*Input*:
===============

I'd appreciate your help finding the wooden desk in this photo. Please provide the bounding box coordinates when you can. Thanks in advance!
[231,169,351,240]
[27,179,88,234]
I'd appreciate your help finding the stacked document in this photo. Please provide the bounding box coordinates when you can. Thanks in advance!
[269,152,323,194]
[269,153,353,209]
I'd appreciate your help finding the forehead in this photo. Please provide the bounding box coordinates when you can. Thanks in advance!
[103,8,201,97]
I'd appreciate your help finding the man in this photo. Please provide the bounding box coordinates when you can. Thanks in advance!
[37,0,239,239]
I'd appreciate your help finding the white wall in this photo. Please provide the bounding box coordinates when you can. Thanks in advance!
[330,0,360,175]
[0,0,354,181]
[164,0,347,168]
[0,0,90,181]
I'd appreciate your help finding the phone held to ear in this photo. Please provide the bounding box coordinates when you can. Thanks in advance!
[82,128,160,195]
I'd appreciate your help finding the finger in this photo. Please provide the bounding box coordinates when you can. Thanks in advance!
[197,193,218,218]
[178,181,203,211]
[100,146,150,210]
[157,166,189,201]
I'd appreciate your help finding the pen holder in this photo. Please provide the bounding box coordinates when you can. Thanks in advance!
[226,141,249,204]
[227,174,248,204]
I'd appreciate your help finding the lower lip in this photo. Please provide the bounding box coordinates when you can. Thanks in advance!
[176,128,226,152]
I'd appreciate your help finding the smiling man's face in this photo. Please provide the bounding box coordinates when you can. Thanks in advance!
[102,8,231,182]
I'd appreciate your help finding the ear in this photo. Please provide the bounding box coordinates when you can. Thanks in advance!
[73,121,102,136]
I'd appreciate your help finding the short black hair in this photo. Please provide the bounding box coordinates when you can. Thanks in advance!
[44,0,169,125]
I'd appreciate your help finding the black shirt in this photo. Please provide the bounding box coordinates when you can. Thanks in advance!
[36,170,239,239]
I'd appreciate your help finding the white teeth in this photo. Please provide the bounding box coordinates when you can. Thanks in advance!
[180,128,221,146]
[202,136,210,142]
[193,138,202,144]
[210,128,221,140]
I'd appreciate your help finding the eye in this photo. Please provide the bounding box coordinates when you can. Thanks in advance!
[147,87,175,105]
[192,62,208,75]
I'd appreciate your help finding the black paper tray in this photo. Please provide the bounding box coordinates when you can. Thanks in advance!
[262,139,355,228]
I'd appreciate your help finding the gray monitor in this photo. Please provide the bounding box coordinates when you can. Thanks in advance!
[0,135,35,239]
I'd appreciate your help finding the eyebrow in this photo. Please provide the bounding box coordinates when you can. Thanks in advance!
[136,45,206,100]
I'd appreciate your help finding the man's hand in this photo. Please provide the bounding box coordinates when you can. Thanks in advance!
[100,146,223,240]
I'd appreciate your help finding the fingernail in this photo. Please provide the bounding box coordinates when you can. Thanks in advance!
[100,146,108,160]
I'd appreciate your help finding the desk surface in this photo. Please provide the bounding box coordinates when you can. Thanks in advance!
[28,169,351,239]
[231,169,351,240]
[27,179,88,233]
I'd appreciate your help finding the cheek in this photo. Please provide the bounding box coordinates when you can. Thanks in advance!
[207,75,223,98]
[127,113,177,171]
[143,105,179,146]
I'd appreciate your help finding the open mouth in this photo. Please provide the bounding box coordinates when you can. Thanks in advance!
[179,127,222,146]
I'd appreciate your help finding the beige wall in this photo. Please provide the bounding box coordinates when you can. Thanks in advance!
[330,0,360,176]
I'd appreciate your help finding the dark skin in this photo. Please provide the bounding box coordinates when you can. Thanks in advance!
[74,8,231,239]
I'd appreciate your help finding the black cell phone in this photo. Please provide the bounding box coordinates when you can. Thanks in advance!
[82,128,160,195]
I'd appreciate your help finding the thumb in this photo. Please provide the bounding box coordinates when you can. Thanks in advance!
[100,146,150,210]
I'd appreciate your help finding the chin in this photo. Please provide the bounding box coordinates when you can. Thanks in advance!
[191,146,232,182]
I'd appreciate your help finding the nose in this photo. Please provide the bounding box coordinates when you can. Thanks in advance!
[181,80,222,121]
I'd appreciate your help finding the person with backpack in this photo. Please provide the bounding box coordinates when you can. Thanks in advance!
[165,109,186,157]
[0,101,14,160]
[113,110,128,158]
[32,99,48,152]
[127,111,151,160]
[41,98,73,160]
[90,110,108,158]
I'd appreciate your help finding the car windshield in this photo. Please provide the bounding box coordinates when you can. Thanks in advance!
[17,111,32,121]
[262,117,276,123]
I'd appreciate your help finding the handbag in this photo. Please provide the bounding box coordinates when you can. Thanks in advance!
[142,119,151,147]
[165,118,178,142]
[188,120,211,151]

===============

*Instructions to follow*:
Your task is to return all of the material exactly.

*Reply*:
I'd appreciate your help finding the wooden desk in this photo. Please provide the bounding box coordinates when you can. Thanks in advance!
[231,169,351,240]
[27,179,88,234]
I'd appreciate your help finding the stacked document in this photo. Please provide the bounding box coordinates when you can. Thanks in advance!
[269,152,323,194]
[269,153,353,209]
I'd appreciate your help finding the forehead in this photo. Please provide the bounding box coordinates when you can. Thanks in advance!
[103,8,201,97]
I'd appreciate your help finding the man in this photo. Please provide the bounding box coordinates when you can. Thanks in advance!
[37,0,239,239]
I'd appreciate your help finding the white wall in this photo. Please provide the bounding box coordinates when you can. Thanks in advance!
[330,0,360,175]
[0,0,354,181]
[164,0,347,168]
[0,0,90,181]
I'd appreciate your help finding the phone held to ear in this photo. Please provide the bounding box coordinates when you can. Thanks in advance!
[82,128,160,195]
I'd appreciate your help finding the finger in this photo. Please provide the bounding box coordinates when you can. Thanks in advance!
[197,193,218,218]
[178,181,203,211]
[100,146,150,210]
[157,166,189,201]
I'd appreciate your help finding the pen holder in this photo. Please provide the bounding box coordinates when you can. Thanks in advance!
[226,141,249,204]
[227,174,248,204]
I'd appreciate your help finding the lower lip in this photo. Please provide the bounding box coordinates when you can. Thanks in advance!
[176,128,226,152]
I'd appreciate your help finding the smiling man's face in this photo. Please provide the bounding box coordinates when you can. Thanks in advance!
[102,8,231,182]
I'd appreciate your help finding the ear in this photo. Please provide the bounding box coordinates when you can. Thanks in advance!
[73,121,102,136]
I'd appreciate your help finding the short black hair in this photo. Please provide the bounding box coordinates when you can. Thanks in advance!
[44,0,169,125]
I'd appreciate your help finding the black shirt in this photo. Please provide the bounding box coordinates when you can. Thanks in advance!
[36,170,239,239]
I'd appreciate your help finding the white teeth in this photo. Please provide the bounding box coordinates when you can. Thanks in advance!
[180,128,221,146]
[202,136,210,142]
[193,138,202,144]
[210,128,221,140]
I'd appreciate your help finding the eye in this photo. Please provide the bounding box coordinates when you can. Thanks in advance!
[147,87,175,105]
[192,62,208,75]
I'd appreciate your help finding the black paper tray in this photo. Please provide the bounding box coordinates when you can. Thanks in advance!
[262,139,355,228]
I'd appreciate your help finding the gray monitor in this photo. Please provide the bounding box coordinates when you can. Thanks in advance!
[0,135,35,239]
I'd appreciate your help finding the eyebrow in this photo. Please provide the bounding box coordinates when you can. Thanks in advance!
[136,45,206,100]
I'd appreciate your help finding the man's hand in this photo. Please provide the bounding box coordinates when you can. Thanks in advance!
[100,146,223,240]
I'd appreciate your help finding the fingernail in this photo. Please provide the bounding box coordinates when you can. Thanks in advance!
[100,146,108,160]
I'd appreciate your help finding the desk surface in this photo. Please provide the bounding box coordinates when you can. Thanks in advance!
[28,169,351,239]
[231,169,351,240]
[27,179,88,233]
I'd appreciate your help finding the cheek in this photo. Please provide the bounding box coordinates when you can. Thanks in advance!
[207,75,223,98]
[127,113,177,171]
[143,105,179,146]
I'd appreciate your help finding the open mouth in this photo. Please provide the bounding box coordinates when you can. Thanks in advance!
[179,127,222,146]
I'd appreciate your help finding the beige wall in this photo. Please provide the bounding box coordinates when you can. Thanks in advance!
[330,0,360,176]
I'd appreciate your help finding the dark skin in this photo. Please provide the bounding box coordinates when you can. Thanks in advance!
[74,8,231,239]
I'd appreciate your help finding the black cell phone in this photo. Please provide the bounding box coordinates when you can. Thanks in advance!
[82,128,160,195]
I'd appreciate your help finding the thumb in this photo. Please provide the bounding box coordinates when you can. Thanks in advance!
[100,146,150,210]
I'd appreciate your help finding the chin in this photo. Please provide the bounding box coordinates when you can. Thanks in advance!
[191,146,232,182]
I'd appreciate your help finding the nose in this photo. Please provide the bounding box coordinates when you can. Thanks in advance!
[181,80,222,121]
I'd appreciate your help finding the person with backpack in this photo. Please provide the bounding box coordinates when you can. Thanks in advance!
[165,109,186,157]
[0,101,14,160]
[113,110,128,158]
[32,99,48,152]
[127,111,151,160]
[41,98,73,160]
[90,110,108,158]
I'd appreciate your help finding the car windshield in this photo. Please provide the bounding box coordinates when you can. Thanks in advance!
[17,111,32,121]
[262,117,276,123]
I'd appreciate your help finding the handbag in this photo. Please provide the bounding box coordinates when you can. Thanks in advance!
[142,119,151,147]
[165,118,178,142]
[188,120,211,151]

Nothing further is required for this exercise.